__WORK TO BE COMPLETED__
Reproduce the material verbatim, starting at its first line and ending at the line containing "[[251, 786], [335, 783]]", with both ends included. Leave out the pictures.

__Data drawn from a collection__
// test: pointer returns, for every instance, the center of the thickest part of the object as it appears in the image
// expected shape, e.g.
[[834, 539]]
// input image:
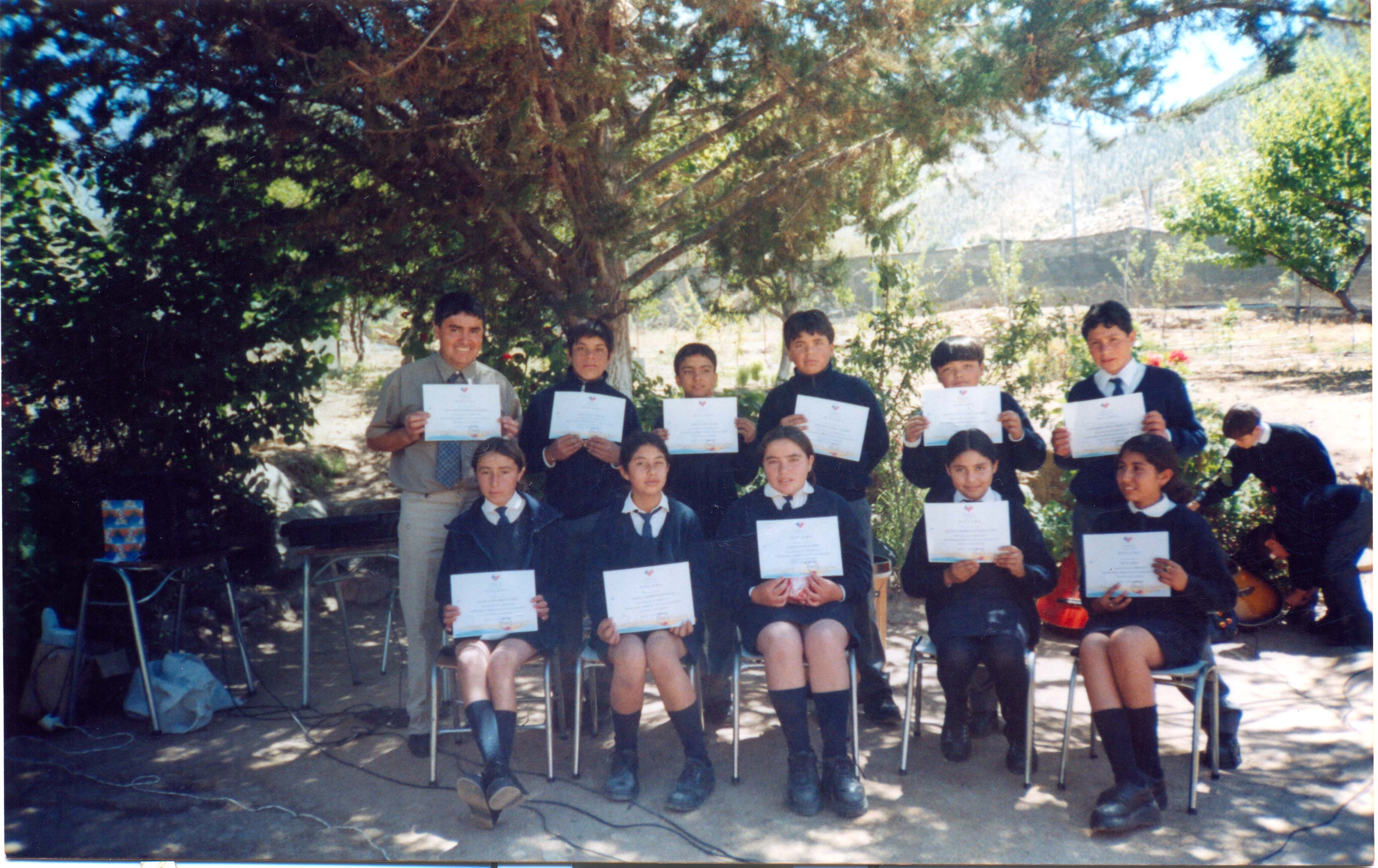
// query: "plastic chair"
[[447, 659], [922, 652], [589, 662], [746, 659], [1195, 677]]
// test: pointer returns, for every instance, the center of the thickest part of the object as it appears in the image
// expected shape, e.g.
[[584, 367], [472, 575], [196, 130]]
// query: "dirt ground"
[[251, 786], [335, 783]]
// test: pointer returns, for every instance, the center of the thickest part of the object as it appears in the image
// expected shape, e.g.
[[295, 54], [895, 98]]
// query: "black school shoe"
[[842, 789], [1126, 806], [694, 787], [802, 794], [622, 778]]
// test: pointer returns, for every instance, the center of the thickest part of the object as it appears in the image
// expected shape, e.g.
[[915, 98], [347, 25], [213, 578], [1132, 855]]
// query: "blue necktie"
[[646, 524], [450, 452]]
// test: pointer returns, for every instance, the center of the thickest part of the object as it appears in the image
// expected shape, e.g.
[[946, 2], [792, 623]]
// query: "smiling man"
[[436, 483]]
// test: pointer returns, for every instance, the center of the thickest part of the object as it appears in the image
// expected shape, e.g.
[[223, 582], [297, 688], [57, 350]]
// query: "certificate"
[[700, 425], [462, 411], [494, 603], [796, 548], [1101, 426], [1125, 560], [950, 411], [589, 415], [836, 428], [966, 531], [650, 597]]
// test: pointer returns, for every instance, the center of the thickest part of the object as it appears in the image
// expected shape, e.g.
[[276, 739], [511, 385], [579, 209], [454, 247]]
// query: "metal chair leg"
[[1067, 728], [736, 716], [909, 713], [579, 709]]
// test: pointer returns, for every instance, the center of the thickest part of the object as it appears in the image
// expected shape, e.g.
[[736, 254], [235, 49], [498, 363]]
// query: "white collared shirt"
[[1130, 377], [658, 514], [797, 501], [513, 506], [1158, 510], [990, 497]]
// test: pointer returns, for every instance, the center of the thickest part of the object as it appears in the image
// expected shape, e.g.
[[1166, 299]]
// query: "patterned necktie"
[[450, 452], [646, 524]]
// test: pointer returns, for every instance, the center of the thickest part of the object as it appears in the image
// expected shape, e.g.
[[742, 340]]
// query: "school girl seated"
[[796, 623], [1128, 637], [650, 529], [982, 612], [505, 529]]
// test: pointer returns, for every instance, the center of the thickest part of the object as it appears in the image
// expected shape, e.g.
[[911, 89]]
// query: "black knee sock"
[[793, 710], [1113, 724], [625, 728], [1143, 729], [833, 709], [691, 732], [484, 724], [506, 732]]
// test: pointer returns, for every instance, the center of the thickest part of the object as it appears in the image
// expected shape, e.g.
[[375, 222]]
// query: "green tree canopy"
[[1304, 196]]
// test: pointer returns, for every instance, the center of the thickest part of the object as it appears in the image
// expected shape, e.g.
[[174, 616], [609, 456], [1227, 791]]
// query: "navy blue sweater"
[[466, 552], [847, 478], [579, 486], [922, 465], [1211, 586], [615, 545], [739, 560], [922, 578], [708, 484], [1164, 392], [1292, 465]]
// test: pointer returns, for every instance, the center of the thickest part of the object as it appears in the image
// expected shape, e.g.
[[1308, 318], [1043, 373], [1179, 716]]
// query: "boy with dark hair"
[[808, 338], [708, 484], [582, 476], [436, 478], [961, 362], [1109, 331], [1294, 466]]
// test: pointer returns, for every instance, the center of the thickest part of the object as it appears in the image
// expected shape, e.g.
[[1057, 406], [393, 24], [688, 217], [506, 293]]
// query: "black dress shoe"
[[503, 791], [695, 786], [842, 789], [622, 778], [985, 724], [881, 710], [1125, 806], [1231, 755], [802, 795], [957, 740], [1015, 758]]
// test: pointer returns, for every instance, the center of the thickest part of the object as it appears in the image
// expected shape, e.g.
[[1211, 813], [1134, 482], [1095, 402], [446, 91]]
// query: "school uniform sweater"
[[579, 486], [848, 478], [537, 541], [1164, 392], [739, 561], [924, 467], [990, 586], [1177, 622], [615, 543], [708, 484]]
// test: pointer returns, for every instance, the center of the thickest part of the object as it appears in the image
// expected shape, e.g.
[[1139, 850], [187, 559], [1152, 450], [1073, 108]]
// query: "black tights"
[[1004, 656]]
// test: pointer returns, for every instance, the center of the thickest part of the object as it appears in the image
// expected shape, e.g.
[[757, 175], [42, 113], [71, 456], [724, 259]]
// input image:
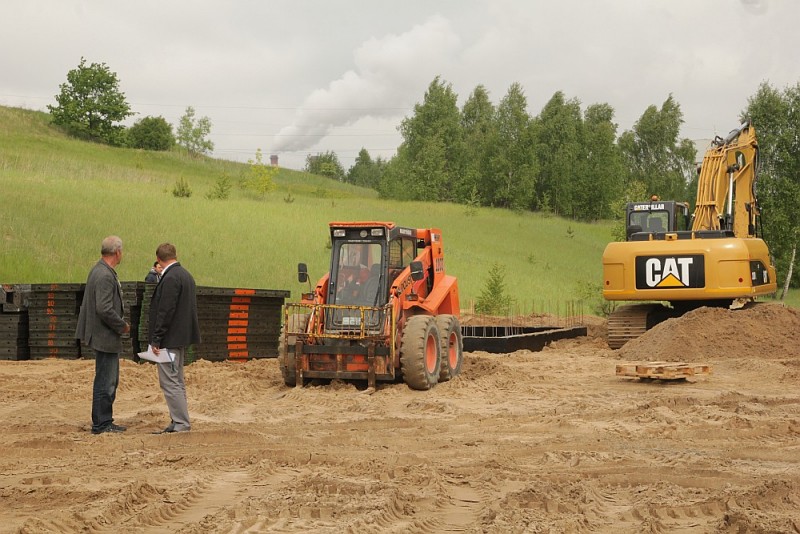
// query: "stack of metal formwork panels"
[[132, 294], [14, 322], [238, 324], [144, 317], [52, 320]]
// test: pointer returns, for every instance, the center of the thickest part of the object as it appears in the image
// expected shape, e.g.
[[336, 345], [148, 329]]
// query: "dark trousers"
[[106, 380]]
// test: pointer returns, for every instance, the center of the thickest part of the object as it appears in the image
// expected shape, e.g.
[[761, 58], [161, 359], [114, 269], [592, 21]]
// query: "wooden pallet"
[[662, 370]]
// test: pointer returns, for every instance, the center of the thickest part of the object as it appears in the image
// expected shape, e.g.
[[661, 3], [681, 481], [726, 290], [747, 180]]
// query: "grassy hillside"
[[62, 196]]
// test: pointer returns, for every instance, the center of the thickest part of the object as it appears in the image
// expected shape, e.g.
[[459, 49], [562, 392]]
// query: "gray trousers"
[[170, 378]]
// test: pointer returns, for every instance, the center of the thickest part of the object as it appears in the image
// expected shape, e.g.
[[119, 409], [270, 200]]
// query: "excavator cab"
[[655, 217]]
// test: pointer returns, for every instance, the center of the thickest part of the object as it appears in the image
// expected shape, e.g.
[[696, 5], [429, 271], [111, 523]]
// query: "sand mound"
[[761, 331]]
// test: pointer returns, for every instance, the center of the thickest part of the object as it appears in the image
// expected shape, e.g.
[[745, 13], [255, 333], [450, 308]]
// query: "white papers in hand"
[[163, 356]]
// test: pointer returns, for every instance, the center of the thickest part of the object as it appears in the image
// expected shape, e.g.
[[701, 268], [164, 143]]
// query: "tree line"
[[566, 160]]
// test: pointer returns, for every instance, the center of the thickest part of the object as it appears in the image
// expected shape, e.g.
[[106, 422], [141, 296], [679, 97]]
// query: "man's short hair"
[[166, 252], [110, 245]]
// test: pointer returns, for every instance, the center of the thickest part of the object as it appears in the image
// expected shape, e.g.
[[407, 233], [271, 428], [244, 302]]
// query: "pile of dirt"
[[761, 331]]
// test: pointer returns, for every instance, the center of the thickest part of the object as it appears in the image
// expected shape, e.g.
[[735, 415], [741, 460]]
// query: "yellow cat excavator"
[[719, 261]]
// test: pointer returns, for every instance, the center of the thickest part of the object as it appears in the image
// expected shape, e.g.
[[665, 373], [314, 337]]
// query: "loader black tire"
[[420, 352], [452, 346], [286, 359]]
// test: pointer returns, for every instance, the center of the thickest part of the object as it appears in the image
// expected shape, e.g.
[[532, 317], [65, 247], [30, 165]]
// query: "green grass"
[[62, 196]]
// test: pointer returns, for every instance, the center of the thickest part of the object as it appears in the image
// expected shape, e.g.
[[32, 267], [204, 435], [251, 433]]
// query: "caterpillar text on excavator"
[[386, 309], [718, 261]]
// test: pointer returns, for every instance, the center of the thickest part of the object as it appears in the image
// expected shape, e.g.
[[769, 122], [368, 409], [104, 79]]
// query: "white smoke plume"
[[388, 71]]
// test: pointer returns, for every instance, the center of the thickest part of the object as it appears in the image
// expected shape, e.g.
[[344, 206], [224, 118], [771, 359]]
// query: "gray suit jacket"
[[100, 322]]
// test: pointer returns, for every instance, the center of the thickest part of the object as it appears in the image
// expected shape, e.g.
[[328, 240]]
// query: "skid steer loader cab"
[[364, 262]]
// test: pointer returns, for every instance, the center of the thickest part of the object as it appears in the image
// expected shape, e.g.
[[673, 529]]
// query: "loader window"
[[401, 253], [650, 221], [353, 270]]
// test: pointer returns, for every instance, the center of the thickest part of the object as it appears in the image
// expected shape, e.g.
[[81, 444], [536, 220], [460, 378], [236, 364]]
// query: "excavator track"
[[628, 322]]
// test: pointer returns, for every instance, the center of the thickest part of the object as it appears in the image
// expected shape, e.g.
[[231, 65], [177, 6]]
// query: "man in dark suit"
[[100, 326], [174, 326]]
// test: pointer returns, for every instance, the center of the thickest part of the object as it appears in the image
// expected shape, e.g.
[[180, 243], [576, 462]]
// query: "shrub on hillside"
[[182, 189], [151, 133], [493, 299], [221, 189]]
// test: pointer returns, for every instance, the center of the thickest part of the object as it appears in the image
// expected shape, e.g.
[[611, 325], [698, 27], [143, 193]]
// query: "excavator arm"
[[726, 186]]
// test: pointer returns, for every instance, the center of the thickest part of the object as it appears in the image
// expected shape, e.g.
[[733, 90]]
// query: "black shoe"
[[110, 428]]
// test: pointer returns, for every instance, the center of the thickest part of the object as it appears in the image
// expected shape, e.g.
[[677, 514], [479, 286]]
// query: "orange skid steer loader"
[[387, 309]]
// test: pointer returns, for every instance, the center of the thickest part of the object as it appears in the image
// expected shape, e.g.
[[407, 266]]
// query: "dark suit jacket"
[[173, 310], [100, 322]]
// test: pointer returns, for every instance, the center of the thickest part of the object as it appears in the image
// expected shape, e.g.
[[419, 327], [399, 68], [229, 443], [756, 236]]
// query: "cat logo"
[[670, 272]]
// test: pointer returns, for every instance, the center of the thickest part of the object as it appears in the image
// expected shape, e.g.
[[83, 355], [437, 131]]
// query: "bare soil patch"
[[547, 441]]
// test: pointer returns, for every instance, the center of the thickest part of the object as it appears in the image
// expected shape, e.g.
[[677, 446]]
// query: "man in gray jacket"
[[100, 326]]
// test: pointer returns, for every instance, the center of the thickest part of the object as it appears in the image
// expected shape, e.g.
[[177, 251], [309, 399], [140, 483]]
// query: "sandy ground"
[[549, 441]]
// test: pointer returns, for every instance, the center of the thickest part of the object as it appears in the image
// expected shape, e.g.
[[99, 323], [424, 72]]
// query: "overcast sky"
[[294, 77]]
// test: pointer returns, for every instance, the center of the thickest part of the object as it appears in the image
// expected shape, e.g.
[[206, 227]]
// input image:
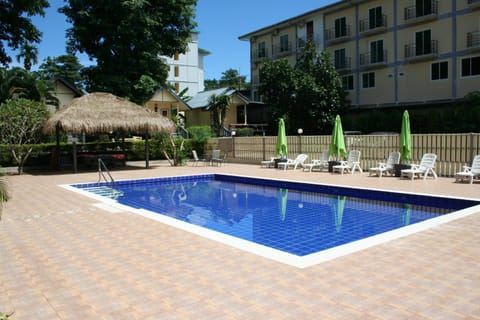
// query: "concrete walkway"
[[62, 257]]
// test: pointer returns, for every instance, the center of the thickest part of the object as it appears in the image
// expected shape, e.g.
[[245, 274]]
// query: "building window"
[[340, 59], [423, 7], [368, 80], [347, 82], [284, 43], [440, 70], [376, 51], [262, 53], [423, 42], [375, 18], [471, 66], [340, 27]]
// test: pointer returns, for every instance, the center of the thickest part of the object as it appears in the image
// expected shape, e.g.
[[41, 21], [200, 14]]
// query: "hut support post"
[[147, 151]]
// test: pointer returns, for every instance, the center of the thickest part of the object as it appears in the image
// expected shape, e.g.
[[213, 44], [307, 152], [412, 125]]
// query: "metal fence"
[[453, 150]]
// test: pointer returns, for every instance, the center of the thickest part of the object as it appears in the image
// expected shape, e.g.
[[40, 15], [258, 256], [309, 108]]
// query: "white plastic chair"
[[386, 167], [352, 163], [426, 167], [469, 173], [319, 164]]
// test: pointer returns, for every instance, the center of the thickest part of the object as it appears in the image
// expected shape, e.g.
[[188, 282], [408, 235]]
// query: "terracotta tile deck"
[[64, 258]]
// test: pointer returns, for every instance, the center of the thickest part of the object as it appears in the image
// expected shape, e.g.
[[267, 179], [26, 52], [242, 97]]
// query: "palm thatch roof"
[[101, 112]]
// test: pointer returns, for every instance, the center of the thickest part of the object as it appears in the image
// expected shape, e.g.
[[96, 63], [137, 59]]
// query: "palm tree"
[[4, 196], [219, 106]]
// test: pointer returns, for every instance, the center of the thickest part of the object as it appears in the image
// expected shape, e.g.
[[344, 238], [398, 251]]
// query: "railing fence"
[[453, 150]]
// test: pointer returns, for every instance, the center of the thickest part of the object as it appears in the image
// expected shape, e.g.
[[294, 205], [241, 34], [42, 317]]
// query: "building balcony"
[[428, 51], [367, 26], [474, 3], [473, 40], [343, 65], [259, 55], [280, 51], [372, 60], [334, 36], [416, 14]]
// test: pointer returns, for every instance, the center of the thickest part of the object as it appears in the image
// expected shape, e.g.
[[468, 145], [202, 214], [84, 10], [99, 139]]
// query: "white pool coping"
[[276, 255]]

__IN RESPONSE__
// test: pointer returns, for every instance, the center of the thickest part of the object as it appears in the image
// expected shape, e.g.
[[834, 539]]
// input image:
// query: "plastic chair"
[[447, 659], [922, 652], [589, 662], [746, 659], [1195, 677]]
// test: pointer returns, for every instance, the center of the thickest part of the object as it appears in the image
// expected shape, e.g.
[[584, 367], [472, 575], [196, 130]]
// query: "dirt ground"
[[251, 786], [335, 783]]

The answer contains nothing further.